**Provided data:**
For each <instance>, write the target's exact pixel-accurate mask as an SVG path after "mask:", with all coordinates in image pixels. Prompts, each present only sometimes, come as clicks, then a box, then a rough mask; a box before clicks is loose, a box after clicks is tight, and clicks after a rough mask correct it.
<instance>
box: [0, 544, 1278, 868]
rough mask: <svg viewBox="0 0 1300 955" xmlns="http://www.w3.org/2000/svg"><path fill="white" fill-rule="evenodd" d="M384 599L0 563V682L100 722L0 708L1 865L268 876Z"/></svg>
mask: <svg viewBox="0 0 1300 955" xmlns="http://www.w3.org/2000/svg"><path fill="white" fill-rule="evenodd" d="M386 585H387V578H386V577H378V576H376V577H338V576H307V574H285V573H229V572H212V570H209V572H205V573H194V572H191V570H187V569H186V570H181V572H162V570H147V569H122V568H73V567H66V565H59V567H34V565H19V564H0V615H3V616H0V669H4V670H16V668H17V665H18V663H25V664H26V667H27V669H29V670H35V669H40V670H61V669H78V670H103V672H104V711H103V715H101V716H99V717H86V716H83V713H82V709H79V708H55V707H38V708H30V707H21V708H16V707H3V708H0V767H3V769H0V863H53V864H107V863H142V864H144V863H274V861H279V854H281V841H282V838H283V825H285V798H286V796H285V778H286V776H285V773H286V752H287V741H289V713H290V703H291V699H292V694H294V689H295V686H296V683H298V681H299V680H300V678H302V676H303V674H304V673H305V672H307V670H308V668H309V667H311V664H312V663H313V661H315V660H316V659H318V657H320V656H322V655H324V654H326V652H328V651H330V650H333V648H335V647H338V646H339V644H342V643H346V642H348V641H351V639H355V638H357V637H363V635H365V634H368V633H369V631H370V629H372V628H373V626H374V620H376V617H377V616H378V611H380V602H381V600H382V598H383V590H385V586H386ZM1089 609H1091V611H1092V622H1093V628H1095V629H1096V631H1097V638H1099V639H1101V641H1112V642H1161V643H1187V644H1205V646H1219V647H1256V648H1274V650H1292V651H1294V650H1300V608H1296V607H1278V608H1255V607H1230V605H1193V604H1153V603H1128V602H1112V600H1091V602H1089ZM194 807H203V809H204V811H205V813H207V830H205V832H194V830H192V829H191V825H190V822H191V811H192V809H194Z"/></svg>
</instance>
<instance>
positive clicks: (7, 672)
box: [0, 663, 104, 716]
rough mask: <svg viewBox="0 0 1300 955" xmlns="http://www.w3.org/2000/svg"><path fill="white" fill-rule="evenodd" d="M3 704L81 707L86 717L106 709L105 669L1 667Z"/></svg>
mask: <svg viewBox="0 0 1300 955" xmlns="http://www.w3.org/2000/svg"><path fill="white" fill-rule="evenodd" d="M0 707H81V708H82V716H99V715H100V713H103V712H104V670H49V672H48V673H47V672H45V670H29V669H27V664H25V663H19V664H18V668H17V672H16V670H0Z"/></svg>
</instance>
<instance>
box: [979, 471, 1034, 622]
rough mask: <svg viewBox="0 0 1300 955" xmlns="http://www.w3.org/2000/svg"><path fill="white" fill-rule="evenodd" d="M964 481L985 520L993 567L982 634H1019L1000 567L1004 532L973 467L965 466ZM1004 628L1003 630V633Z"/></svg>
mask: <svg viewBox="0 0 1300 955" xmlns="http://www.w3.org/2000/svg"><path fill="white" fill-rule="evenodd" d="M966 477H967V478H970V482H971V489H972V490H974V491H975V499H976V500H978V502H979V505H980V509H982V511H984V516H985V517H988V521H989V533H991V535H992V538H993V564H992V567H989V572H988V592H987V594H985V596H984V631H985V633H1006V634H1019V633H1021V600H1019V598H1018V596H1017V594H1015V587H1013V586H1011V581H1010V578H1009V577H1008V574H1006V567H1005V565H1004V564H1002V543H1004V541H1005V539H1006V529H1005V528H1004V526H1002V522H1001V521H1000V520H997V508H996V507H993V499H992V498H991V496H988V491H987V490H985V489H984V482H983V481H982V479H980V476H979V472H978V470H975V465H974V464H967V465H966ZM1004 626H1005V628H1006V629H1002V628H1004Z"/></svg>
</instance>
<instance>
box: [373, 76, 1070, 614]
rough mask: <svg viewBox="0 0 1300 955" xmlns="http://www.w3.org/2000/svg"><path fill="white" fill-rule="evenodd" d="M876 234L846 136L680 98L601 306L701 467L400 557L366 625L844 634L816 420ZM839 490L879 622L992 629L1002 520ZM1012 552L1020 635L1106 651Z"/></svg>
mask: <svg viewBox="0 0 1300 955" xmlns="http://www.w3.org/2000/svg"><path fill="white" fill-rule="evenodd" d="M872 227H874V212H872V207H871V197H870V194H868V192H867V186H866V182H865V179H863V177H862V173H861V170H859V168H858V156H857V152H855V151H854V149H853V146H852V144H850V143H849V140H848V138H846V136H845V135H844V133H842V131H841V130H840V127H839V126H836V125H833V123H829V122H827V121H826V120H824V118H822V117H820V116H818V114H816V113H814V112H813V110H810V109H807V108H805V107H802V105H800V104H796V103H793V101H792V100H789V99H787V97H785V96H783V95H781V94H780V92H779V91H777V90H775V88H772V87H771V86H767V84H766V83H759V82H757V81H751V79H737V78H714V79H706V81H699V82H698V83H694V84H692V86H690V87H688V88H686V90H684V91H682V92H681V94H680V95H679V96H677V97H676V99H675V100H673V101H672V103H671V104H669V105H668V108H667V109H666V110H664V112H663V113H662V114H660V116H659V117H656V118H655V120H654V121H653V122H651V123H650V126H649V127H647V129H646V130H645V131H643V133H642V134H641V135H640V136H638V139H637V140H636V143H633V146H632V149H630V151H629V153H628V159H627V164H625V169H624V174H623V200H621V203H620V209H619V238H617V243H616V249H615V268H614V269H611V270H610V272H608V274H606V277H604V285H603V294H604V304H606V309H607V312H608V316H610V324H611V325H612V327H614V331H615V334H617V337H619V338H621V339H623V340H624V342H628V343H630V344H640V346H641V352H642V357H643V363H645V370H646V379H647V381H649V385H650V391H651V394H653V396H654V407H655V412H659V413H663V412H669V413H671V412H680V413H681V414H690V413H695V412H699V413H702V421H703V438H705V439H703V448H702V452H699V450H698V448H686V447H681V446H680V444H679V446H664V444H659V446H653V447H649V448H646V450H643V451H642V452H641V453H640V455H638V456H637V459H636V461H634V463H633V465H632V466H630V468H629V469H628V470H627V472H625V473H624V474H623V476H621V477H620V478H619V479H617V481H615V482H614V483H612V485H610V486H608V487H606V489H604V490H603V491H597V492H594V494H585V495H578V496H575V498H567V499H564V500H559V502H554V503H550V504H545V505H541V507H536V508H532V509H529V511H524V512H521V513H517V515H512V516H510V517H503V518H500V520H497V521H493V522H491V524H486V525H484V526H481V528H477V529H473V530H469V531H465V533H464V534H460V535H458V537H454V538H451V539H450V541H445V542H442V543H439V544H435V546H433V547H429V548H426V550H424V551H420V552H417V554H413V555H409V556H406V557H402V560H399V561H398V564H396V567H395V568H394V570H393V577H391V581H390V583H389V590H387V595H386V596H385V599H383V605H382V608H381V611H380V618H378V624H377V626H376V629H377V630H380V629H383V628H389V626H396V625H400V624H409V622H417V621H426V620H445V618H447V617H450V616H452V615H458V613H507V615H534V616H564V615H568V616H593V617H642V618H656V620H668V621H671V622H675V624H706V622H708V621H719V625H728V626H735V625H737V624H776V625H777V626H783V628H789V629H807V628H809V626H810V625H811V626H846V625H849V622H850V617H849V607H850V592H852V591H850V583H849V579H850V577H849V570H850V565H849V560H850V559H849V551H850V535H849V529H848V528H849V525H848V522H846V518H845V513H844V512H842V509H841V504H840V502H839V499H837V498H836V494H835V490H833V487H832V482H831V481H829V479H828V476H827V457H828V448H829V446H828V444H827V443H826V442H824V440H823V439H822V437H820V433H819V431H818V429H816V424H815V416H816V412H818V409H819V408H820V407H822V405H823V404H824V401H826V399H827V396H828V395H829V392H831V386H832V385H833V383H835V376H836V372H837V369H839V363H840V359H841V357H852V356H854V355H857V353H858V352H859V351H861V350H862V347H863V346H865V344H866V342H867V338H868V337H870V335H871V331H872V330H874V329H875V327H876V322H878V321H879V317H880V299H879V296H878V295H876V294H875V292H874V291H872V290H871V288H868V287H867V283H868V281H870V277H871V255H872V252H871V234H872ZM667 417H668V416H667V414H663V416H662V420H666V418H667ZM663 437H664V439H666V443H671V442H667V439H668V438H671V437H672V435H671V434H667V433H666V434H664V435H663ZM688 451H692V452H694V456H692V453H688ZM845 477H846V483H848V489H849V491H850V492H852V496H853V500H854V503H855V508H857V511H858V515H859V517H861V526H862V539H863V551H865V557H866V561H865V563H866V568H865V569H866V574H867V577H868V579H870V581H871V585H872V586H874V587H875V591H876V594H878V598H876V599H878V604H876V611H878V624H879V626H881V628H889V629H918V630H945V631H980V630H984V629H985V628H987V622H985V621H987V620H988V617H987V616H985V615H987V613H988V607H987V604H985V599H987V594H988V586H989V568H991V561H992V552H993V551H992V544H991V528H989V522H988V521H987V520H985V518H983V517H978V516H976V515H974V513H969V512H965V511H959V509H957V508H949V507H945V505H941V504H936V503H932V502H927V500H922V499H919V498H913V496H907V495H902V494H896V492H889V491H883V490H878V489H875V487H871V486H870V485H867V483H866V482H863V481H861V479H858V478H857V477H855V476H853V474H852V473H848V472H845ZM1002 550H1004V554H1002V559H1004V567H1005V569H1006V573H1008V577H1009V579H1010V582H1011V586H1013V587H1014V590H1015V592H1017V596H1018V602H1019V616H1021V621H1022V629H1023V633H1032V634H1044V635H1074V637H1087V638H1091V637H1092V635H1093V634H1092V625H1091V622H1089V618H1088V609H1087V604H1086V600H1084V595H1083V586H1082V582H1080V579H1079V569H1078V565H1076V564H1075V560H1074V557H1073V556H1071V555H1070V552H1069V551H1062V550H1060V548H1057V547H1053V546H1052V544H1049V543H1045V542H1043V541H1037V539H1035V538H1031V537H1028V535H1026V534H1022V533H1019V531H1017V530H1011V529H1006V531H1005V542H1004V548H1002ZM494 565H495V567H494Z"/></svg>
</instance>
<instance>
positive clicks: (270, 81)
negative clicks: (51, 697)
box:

**Work item:** Return the material exactly as it stands above, but only from its first line to the line containing "box: [0, 544, 1278, 868]", both ends included.

**Output of the exercise:**
For each <instance>, write the target's exact pixel-accurate mask as an SVG path after "mask:", with all coordinates in image pixels. Prompts, each present only sometimes, come as clicks, then a box, then a rough mask; a box before clicks is loose, a box after clicks is tight, and clicks after a rough mask correct it.
<instance>
box: [0, 544, 1278, 868]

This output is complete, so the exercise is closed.